Quoted text »

■ ■ ■ ■ ■

In connection with this opinion, we have (i) investigated such questions of law, (ii) examined the originals or certified, conformed, electronic or reproduction copies of such
agreements, instruments, documents and records of the Company, such certificates of public officials and such other documents, and (iii) received such information from officers and representatives of the Company and others as we have deemed
necessary or appropriate for the purposes of this opinion.
In all such examinations, we have assumed the legal capacity of all natural persons, the genuineness of all signatures, the authenticity of original and certified documents and the
conformity to original or certified documents of all copies submitted to us as conformed, electronic or reproduction copies. As to various questions of fact relevant to the opinion expressed herein, we have relied upon, and assume the accuracy of,
certificates and oral or written statements and other information of or from public officials and officers and representatives of the Company.

■ ■ ■ ■ ■

Provided entries »
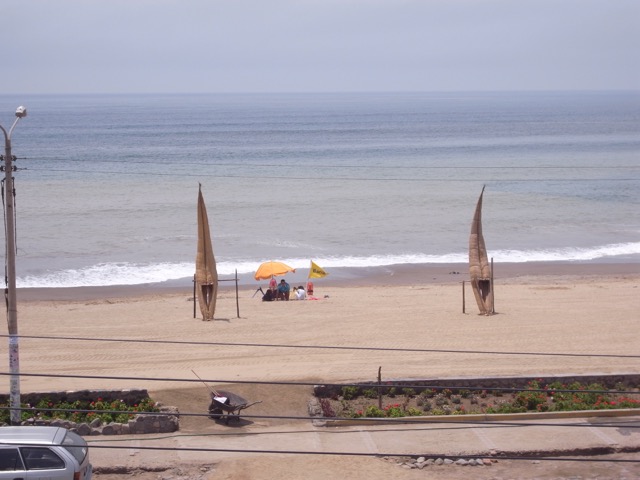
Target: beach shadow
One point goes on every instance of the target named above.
(233, 422)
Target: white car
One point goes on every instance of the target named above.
(43, 453)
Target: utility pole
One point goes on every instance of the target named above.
(10, 291)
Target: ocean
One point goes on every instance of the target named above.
(106, 186)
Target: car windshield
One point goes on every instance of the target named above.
(76, 446)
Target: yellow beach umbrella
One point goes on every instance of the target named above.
(272, 269)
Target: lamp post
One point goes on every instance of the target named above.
(10, 292)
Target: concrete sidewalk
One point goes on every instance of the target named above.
(515, 438)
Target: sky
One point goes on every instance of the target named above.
(203, 46)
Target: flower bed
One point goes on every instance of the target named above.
(534, 396)
(95, 412)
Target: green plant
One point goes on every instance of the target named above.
(349, 392)
(81, 411)
(409, 392)
(370, 393)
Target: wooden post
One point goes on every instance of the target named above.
(380, 388)
(237, 296)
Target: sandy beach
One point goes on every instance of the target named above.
(406, 320)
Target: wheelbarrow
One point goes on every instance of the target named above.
(226, 406)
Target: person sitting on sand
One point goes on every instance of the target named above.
(283, 290)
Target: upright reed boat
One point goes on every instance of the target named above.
(206, 273)
(479, 267)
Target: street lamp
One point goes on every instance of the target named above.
(10, 292)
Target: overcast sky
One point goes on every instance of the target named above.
(191, 46)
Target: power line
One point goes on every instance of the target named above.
(534, 455)
(368, 167)
(326, 347)
(351, 179)
(389, 384)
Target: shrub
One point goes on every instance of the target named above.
(349, 392)
(409, 392)
(370, 393)
(327, 409)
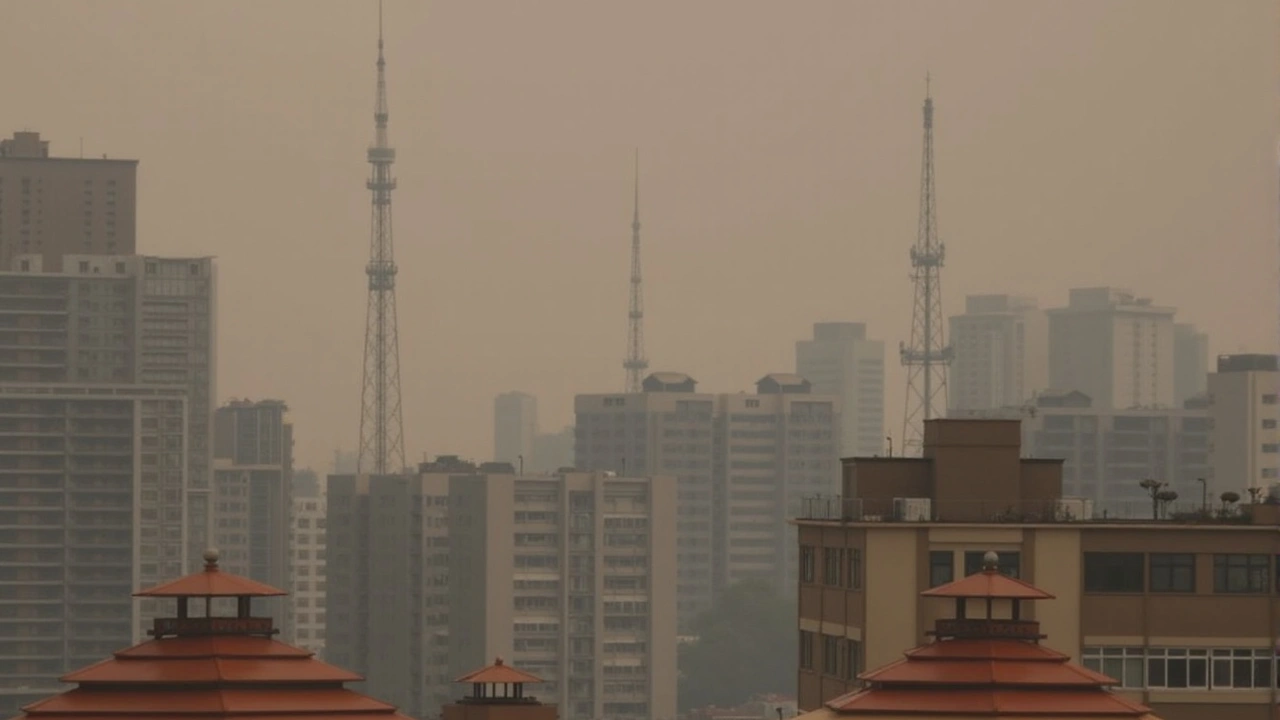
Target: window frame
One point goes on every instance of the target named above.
(1256, 568)
(1111, 566)
(937, 566)
(1171, 568)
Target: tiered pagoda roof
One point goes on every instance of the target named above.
(986, 666)
(211, 666)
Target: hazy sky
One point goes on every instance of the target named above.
(1078, 142)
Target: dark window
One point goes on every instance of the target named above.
(942, 568)
(855, 569)
(1173, 572)
(1112, 572)
(1240, 573)
(831, 655)
(831, 563)
(1010, 563)
(854, 660)
(805, 650)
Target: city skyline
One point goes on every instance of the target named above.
(1031, 176)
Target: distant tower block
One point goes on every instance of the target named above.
(636, 363)
(382, 436)
(927, 355)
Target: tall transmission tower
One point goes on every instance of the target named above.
(635, 363)
(382, 434)
(927, 356)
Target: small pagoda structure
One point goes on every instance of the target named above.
(498, 693)
(986, 661)
(210, 666)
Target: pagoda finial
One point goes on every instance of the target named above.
(991, 561)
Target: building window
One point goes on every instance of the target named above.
(1009, 563)
(1173, 572)
(1240, 573)
(831, 655)
(1123, 664)
(942, 568)
(853, 659)
(831, 563)
(807, 564)
(1242, 669)
(855, 569)
(1176, 668)
(1112, 572)
(805, 650)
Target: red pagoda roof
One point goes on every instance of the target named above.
(983, 668)
(211, 666)
(211, 583)
(498, 674)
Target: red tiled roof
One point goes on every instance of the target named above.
(988, 583)
(498, 674)
(211, 582)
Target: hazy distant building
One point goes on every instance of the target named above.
(1112, 346)
(252, 495)
(307, 569)
(515, 425)
(1243, 405)
(122, 319)
(1107, 452)
(741, 461)
(1001, 352)
(91, 479)
(1191, 363)
(840, 360)
(387, 586)
(571, 578)
(54, 206)
(552, 451)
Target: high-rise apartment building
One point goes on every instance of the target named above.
(252, 495)
(515, 425)
(1112, 346)
(841, 361)
(123, 319)
(743, 463)
(1244, 410)
(574, 578)
(91, 507)
(1001, 352)
(1182, 614)
(54, 206)
(309, 564)
(1191, 363)
(1107, 452)
(387, 561)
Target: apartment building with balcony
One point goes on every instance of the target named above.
(574, 578)
(743, 464)
(1183, 613)
(91, 507)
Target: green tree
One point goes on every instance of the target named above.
(745, 646)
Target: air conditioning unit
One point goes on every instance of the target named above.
(913, 509)
(1073, 509)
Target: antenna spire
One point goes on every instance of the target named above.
(928, 355)
(635, 363)
(382, 434)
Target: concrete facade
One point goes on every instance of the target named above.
(1244, 411)
(1112, 346)
(841, 361)
(743, 465)
(1183, 614)
(54, 206)
(1001, 352)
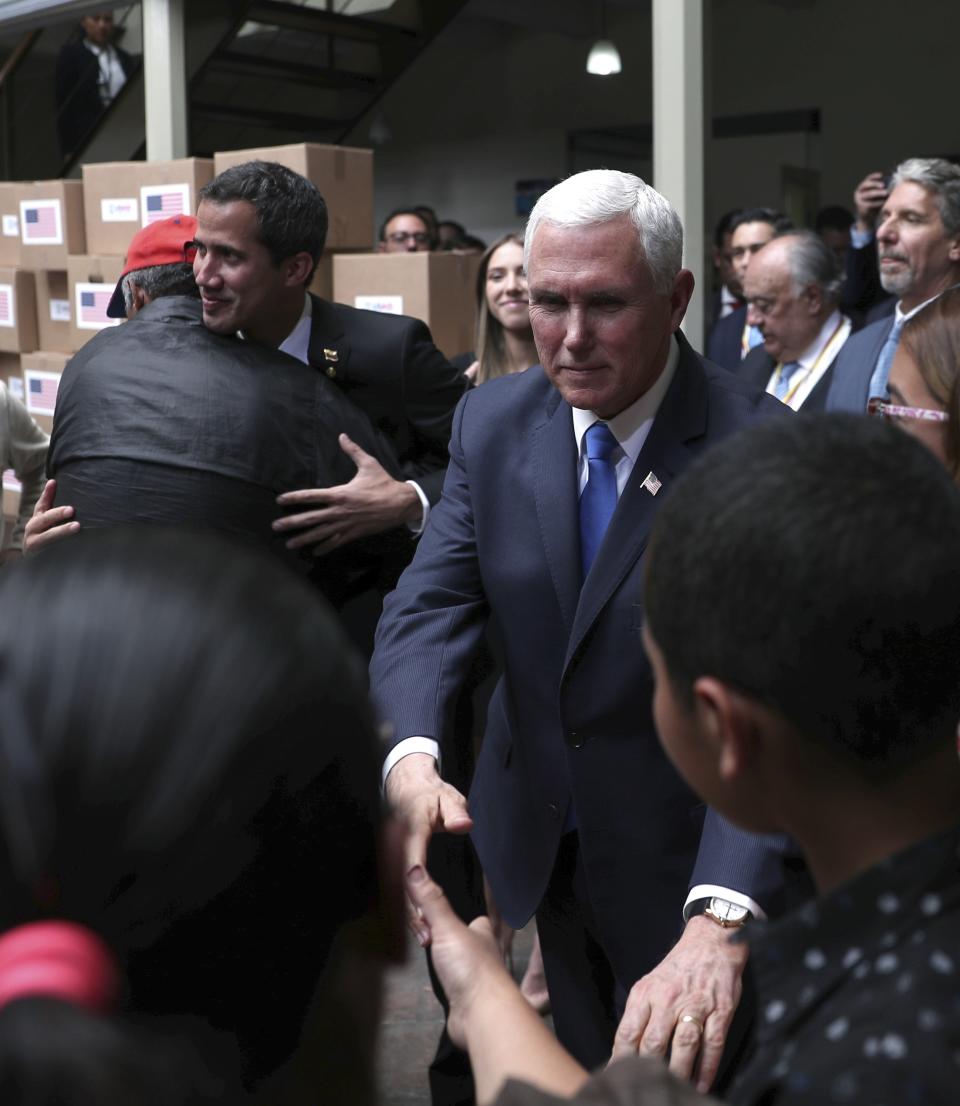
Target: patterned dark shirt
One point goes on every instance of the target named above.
(859, 991)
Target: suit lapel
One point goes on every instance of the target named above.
(666, 454)
(329, 348)
(556, 494)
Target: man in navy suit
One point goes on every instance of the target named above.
(554, 479)
(792, 290)
(918, 244)
(732, 337)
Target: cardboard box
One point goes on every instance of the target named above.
(121, 197)
(41, 373)
(10, 222)
(343, 174)
(92, 281)
(51, 222)
(438, 288)
(18, 310)
(53, 313)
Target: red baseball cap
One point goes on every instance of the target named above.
(165, 242)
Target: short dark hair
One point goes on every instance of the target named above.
(157, 281)
(290, 210)
(812, 564)
(430, 230)
(190, 781)
(774, 218)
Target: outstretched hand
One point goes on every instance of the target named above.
(369, 503)
(686, 1004)
(48, 523)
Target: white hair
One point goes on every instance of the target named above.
(602, 195)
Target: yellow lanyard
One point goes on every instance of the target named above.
(820, 357)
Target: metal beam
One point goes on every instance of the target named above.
(678, 133)
(165, 80)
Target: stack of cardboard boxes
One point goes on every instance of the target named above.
(63, 242)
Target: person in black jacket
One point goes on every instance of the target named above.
(91, 70)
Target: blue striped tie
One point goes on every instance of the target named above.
(598, 499)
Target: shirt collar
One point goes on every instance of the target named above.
(900, 316)
(630, 426)
(809, 356)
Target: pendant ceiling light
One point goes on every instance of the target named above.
(604, 58)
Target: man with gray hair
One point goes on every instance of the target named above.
(792, 290)
(918, 246)
(554, 479)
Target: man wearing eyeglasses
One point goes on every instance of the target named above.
(404, 231)
(918, 244)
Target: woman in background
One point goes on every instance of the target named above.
(504, 338)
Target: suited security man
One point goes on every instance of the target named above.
(918, 244)
(732, 336)
(575, 813)
(792, 288)
(260, 232)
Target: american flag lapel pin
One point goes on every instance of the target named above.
(651, 483)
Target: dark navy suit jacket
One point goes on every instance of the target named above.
(571, 717)
(724, 346)
(855, 365)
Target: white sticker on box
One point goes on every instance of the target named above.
(91, 302)
(41, 390)
(387, 304)
(125, 209)
(8, 305)
(162, 201)
(41, 222)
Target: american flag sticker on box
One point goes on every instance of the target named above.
(91, 302)
(41, 222)
(41, 390)
(160, 201)
(8, 305)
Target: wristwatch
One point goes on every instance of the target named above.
(727, 914)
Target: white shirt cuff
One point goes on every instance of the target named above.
(406, 747)
(425, 503)
(708, 890)
(861, 238)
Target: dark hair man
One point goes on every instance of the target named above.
(164, 421)
(554, 480)
(732, 337)
(405, 231)
(918, 244)
(793, 287)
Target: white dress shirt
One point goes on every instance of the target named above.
(815, 360)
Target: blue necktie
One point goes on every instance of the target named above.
(878, 381)
(782, 387)
(598, 499)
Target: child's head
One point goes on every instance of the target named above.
(809, 569)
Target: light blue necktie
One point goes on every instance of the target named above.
(598, 499)
(781, 389)
(878, 381)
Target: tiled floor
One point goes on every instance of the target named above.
(411, 1025)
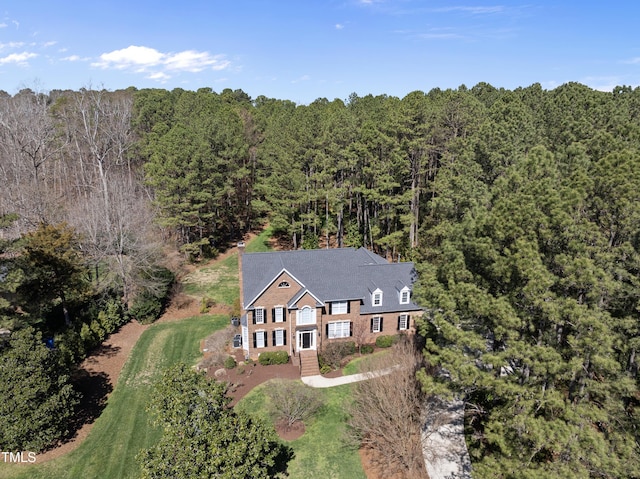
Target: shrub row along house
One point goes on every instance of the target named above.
(300, 301)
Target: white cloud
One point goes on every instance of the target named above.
(156, 64)
(440, 36)
(159, 76)
(605, 83)
(130, 57)
(18, 58)
(302, 78)
(11, 45)
(193, 61)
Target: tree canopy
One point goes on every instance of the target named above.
(204, 437)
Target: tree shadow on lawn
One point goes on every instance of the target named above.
(94, 387)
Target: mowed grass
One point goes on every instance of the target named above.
(323, 451)
(219, 282)
(123, 429)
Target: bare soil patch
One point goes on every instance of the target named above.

■ ■ ■ ■ ■

Problems to solve »
(1) For each statement, say whether it agrees with the opinion text. Answer yes or no, and quote the deciding words of the opinion text exactly. (a) The writers assumed that all signatures were genuine. (b) The writers independently checked that certificates from public officials were accurate. (c) The writers received information only from officers of the Company.
(2) Pick out every line of the records that contains the string "necktie". Case counts.
The opinion text and the records are separate and unrelated material.

Solutions to each task »
(1)
(a) Yes: "we have assumed the legal capacity of all natural persons, the genuineness of all signatures"
(b) No: "we have relied upon, and assume the accuracy of, certificates and oral or written statements and other information of or from public officials"
(c) No: "received such information from officers and representatives of the Company and others"

(2)
Target: blue necktie
Target: light blue necktie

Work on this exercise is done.